Set down, exactly and with nothing added, the lines running from the one that holds "with integer pixel" to the final line of the records. Pictures stay out of the copy.

··· Working data

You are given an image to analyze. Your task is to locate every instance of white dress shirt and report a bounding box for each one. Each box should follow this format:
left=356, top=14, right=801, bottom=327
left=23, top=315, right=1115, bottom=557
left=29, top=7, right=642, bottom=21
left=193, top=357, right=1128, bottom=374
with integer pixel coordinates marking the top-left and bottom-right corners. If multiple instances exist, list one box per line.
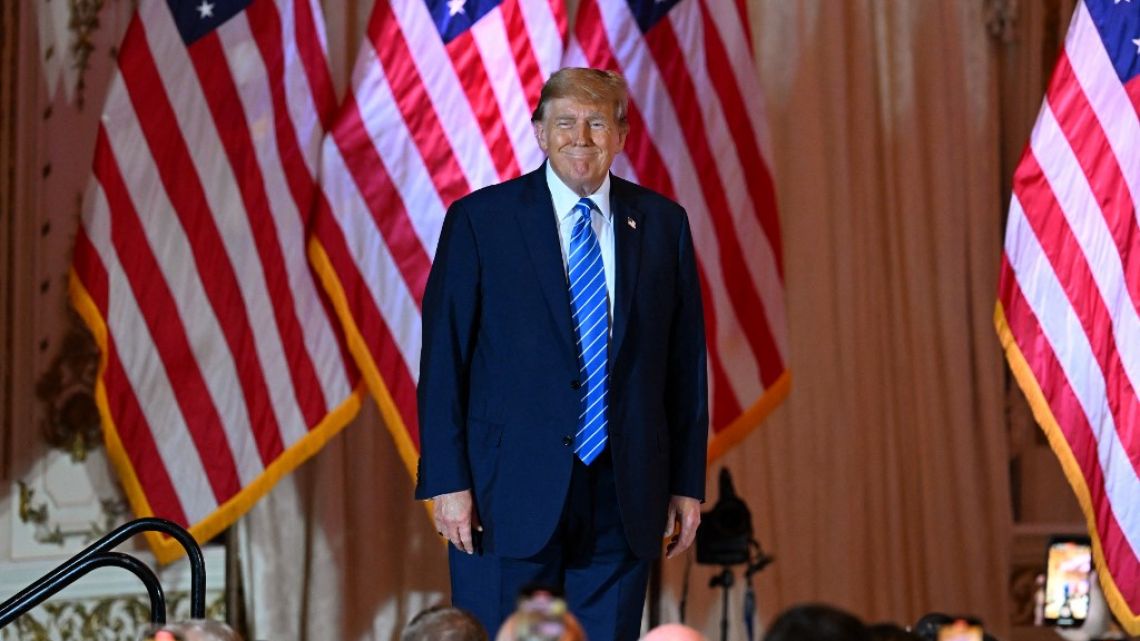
left=546, top=162, right=616, bottom=321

······

Solution to this problem =
with integer pixel coordinates marking the top-left and bottom-right corners. If multiple instances exist, list one box per line.
left=546, top=162, right=616, bottom=321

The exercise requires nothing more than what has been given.